#### EXERCISE DETAILS:
Answer these questions from the text on promoter-enhancer looping in IMR90 cells:
(a) What is the median distance of the enhancer-promoter pairs?
(b) What percentage of the active genes do not interact with any distal enhancer?
(c) How many p65 binding sites were identified in the genome after TNF-α treatment?
Start of PAGE EXCERPT
Looping interactions between cis-regulatory elements and gene promoters have been shown to be important for transcription regulation at a number of loci3. The genome-wide identification of chromatin interactions in the IMR90 cells allowed us to examine this concept systematically. We first focused on the looping interactions anchored to gene promoters, and denote the identified interacting sequences as “promoter tethered regions” (PTRs) (Fig. 3a). In IMR90 cells, we found 57,585 PTRs identifying 29,132 enhancer-promoter (EP) pairs involving 6,133 active promoters and 15,432 distal active enhancers (Supplementary Data). Only around 25% of EP pairs are within 50kb range, and ~57% span 100kb or larger genomic distance, with a median distance of 124kb (Fig. 3b). We assigned 55% of distal enhancers to at least one active promoter, and 25% of enhancers to 2 or more active promoters (Fig. 3c, left panel). This result confirms previous observation that promoters and enhancers often form complex networks to regulate transcription15. We further hypothesized that genes sharing common enhancers (denoted hub enhancers) are likely to have coordinated gene expression patterns. Indeed, genes sharing the same NF-κB responsive enhancers are more frequently induced together by TNF-α than expected by chance (Fig. 3d). As an example, CKAP2L and IL1A are induced simultaneously by TNF-α although lacking promoter bound p65 peaks, and they share overlapping distal PTR regions containing multiple NF-κB binding sites (Fig. 3e). Similar examples can be found in other gene clusters co-induced by TNF-α treatment (Supplementary Fig. 19). These results therefore provide a molecular mechanism for coordinated gene expression of neighboring genes.
Interestingly, 46% of the active genes do not interact with any distal enhancer (Fig. 3c, right panel). Gene ontology analysis showed that these genes are enriched with housekeeping genes (Supplementary Fig. 20a). On the other hand, 54% of the active promoters demonstrate extensive looping interacting with enhancers (average 4.75 enhancers per gene, Fig. 3c, right panel), and they are enriched with genes related to biological pathways such as signal transduction (Supplementary Fig. 20b). This analysis suggests that housekeeping genes, despite being highly transcribed, do not engage a lot of distal regulatory elements. On the other hand, genes involved in cell specific functions are under extensive control of distal regulator sequences.
We next examined long range looping interactions at transcriptional enhancers, focusing on those bound by the p65 subunit of NF-κB transcription factor. Using ChIP-seq, we identified 15,621 p65 binding sites in the genome after TNF-α treatment, 2,315 (14.8%) of which can be classified as “active p65 binding sites” because they exhibit increased H3K27ac levels and eRNA expression upon TNF-α signaling (Supplementary Fig. 21–22). Consistent with their putative role in mediating transcriptional induction, these “active p65 binding sites” are enriched near TNF-α dependent genes (Supplementary Fig. 22c). We next tested if the long-range interactions between these p65 binding sites and their target promoters are correlated with transcriptional induction. Indeed, at the promoters that exhibit interactions with one or more active p65 binding sites, significantly higher levels of transcriptional induction were observed than the promoters that do not interact with distal p65 binding sites (Fig. 3f), suggesting that the identified long-range chromatin interactions may play a key role in transcriptional regulation of the TNF-α inducible genes.
End of PAGE EXCERPT
Start of DATA UNDER STUDY
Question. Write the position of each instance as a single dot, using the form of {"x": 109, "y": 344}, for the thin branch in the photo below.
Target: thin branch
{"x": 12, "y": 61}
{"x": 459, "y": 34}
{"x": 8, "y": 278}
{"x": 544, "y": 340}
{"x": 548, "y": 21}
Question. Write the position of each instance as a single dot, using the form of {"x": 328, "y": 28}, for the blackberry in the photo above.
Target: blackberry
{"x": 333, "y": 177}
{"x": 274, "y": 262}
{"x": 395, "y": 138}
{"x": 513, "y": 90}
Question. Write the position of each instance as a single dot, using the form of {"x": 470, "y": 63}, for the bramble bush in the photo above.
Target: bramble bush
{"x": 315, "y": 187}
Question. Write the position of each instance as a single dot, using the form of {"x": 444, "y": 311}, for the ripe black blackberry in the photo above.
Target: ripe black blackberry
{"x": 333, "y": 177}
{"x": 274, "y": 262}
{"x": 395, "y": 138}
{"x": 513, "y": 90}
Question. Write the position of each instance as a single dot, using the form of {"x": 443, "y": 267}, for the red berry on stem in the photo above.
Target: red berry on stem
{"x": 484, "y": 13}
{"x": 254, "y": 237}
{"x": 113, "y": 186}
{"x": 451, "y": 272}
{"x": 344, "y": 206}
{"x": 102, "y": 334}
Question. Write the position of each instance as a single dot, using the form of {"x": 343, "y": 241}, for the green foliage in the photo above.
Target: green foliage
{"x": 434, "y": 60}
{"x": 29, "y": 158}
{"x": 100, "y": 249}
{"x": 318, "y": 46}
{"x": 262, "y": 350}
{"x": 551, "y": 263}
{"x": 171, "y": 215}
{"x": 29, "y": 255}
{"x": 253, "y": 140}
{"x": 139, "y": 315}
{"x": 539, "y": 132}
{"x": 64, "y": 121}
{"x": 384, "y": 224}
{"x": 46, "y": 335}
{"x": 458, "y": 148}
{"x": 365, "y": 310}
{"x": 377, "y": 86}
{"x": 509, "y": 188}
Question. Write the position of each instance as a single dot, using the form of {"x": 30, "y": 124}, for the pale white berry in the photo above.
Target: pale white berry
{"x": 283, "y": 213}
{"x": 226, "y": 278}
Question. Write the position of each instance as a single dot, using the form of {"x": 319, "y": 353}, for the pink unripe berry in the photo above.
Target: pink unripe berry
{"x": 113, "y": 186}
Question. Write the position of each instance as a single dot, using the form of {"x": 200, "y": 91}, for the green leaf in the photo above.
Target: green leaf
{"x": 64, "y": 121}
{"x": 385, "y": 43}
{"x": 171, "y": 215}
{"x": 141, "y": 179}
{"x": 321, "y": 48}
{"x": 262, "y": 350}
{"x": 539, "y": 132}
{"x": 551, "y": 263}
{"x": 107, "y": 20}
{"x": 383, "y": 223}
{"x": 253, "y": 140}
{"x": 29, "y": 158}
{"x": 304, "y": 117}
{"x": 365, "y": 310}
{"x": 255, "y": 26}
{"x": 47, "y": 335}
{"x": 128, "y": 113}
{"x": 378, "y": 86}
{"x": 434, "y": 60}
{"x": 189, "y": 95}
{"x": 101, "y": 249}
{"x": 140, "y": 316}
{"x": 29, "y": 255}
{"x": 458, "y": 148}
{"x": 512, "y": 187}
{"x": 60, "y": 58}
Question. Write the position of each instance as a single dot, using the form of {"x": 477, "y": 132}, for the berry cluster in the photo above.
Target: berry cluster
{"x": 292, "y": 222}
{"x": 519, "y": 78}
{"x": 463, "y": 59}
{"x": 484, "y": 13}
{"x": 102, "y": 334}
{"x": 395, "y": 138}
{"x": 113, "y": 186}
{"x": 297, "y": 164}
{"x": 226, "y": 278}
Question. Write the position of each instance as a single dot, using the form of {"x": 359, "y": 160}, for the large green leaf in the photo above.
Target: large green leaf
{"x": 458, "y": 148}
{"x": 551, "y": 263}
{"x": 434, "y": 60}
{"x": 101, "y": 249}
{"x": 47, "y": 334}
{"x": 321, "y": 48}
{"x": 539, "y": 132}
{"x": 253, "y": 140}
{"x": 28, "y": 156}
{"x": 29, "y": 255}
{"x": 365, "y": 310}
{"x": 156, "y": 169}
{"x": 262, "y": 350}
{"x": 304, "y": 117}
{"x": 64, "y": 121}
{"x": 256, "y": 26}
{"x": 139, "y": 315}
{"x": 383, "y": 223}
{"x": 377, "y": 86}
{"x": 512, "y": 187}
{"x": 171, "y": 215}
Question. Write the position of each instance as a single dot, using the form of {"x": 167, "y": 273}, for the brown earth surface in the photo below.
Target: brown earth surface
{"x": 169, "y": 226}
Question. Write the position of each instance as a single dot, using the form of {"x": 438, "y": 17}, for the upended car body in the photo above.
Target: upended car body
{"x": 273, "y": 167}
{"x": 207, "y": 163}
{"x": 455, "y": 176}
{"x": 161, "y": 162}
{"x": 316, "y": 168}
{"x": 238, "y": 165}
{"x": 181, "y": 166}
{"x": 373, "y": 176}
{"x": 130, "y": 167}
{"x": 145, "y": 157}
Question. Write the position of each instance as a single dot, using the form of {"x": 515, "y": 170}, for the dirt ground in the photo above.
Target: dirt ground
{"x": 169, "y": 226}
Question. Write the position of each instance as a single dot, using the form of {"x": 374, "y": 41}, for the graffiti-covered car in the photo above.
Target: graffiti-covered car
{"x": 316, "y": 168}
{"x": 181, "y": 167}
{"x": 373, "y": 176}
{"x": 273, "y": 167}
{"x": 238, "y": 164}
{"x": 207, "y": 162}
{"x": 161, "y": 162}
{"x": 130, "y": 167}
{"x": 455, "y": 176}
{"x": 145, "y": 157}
End of DATA UNDER STUDY
#### WRITTEN ANSWER:
(a) 124kb
(b) 46%
(c) 15,621